(Records from a data collection)

_ _ _ _ _ _ _

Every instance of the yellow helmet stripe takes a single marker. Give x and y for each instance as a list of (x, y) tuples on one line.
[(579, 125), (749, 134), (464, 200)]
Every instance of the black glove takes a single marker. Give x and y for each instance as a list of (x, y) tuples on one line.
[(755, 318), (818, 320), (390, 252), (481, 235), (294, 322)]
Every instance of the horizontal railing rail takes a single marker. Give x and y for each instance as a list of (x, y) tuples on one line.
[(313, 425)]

_ _ _ _ _ _ _

Could you return every record above exactly as written?

**Result for this exercise:**
Every instance of the yellow helmet stripe takes a single marker. Give x and y for each instance as a list of (x, y) tuples on one line.
[(579, 125), (749, 134), (464, 200)]
Every instance of the black glove takes a single marker. Give x and y for each instance as a list of (x, y) tuples on one line.
[(755, 318), (818, 320), (390, 252), (481, 235), (294, 322)]
Every instance of the horizontal railing rail takes a single marker. Give x and y for each instance as a list of (x, y) tuples on one line.
[(313, 425)]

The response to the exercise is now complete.